### Task brief:
Render every row below as a JSON list of strings, with one string per line and no blank lines.

** Start Listing **

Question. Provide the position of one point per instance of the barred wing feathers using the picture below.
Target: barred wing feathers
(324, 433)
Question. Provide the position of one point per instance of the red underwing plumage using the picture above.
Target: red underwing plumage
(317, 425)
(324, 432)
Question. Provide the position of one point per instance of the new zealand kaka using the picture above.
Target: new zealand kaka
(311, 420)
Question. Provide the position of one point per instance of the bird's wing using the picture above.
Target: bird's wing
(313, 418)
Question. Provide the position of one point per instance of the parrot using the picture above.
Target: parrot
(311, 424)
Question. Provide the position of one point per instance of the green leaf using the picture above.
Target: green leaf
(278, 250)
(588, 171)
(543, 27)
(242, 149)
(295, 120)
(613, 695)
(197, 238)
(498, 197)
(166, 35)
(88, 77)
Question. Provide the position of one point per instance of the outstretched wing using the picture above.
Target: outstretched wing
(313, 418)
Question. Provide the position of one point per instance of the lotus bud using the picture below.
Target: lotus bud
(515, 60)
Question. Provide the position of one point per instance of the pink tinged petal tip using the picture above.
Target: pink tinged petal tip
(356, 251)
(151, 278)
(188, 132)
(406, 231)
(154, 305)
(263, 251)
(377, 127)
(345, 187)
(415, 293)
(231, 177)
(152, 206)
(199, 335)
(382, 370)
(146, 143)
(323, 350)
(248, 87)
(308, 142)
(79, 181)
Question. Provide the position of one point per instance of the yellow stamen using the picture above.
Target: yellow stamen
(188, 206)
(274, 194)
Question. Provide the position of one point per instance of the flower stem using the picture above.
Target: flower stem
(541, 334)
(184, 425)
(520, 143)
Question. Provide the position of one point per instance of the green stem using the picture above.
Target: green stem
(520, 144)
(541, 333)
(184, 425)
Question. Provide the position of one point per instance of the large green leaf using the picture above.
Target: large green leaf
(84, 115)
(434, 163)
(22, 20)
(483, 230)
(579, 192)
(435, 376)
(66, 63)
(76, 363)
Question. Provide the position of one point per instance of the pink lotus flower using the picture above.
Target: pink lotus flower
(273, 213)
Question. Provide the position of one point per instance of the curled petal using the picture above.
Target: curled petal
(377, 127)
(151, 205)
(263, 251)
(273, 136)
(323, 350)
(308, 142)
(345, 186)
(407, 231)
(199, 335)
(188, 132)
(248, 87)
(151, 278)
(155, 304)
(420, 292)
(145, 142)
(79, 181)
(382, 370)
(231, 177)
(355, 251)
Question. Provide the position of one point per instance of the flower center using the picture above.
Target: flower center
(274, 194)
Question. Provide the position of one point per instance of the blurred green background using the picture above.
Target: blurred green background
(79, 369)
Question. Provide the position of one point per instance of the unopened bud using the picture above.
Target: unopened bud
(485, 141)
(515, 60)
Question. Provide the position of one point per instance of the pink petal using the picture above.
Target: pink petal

** End Listing **

### Final result:
[
  "Question. Provide the position of one point per instance of the barred wing feathers using the picture below.",
  "Target: barred wing feathers",
  "(324, 433)",
  "Question. Provide the position of one point per instance of the red underwing plumage using the picture above.",
  "Target: red underwing plumage",
  "(317, 425)",
  "(324, 432)",
  "Question. Provide the position of one point per instance of the new zealand kaka using the picture above.",
  "Target: new zealand kaka",
  "(311, 420)",
  "Question. Provide the position of one point per instance of the bird's wing using the picture above.",
  "Target: bird's wing",
  "(313, 418)",
  "Question. Provide the position of one point per instance of the parrot using the picture above.",
  "Target: parrot",
  "(311, 424)",
  "Question. Provide the position of one point per instance of the green leaf using the picture above.",
  "Target: green leaf",
  "(278, 250)",
  "(588, 171)",
  "(543, 27)",
  "(242, 149)",
  "(295, 120)",
  "(613, 695)",
  "(197, 238)",
  "(498, 197)",
  "(166, 35)",
  "(88, 77)",
  "Question. Provide the position of one point per instance of the outstretched wing using the picture above.",
  "Target: outstretched wing",
  "(313, 418)",
  "Question. Provide the position of one point per instance of the lotus bud using the picture below.",
  "Target: lotus bud",
  "(515, 60)",
  "Question. Provide the position of one point per instance of the pink tinged petal tip using the picture above.",
  "Target: pink tinged petal tip",
  "(356, 251)",
  "(151, 278)",
  "(188, 132)",
  "(406, 231)",
  "(154, 305)",
  "(263, 251)",
  "(377, 127)",
  "(345, 187)",
  "(415, 293)",
  "(231, 177)",
  "(152, 206)",
  "(199, 335)",
  "(382, 370)",
  "(146, 143)",
  "(323, 350)",
  "(248, 87)",
  "(308, 142)",
  "(79, 181)",
  "Question. Provide the position of one point per instance of the yellow stamen using the picture above.",
  "Target: yellow stamen",
  "(188, 206)",
  "(274, 194)",
  "Question. Provide the position of one point per instance of the flower stem using the picture above.",
  "Target: flower stem",
  "(541, 334)",
  "(184, 425)",
  "(520, 143)",
  "Question. Provide the position of one point per instance of the green stem using the picture above.",
  "Target: green stem",
  "(520, 144)",
  "(541, 333)",
  "(184, 425)",
  "Question. Provide the position of one point per instance of the large green leaf using the picture above.",
  "Target: large green leaf",
  "(84, 115)",
  "(434, 163)",
  "(22, 20)",
  "(483, 230)",
  "(579, 192)",
  "(435, 376)",
  "(66, 63)",
  "(76, 363)",
  "Question. Provide the position of one point per instance of the pink lotus flower using the picture above.",
  "Target: pink lotus flower",
  "(273, 213)",
  "Question. Provide the position of one point per instance of the curled petal using the picture above.",
  "Target: curled petal",
  "(377, 127)",
  "(151, 205)",
  "(263, 251)",
  "(273, 136)",
  "(323, 350)",
  "(308, 142)",
  "(345, 186)",
  "(407, 231)",
  "(199, 335)",
  "(188, 132)",
  "(248, 87)",
  "(151, 278)",
  "(155, 304)",
  "(420, 292)",
  "(145, 142)",
  "(79, 181)",
  "(382, 370)",
  "(231, 177)",
  "(355, 251)",
  "Question. Provide the position of one point per instance of the flower center using the picture above.",
  "Target: flower center",
  "(274, 194)",
  "Question. Provide the position of one point per instance of the blurred green background using the picture above.",
  "Target: blurred green background",
  "(79, 369)",
  "Question. Provide the position of one point per instance of the unopened bud using the picture above.",
  "Target: unopened bud",
  "(485, 141)",
  "(515, 60)",
  "Question. Provide the position of one point per instance of the pink petal using the picture above.",
  "Target: pink petal"
]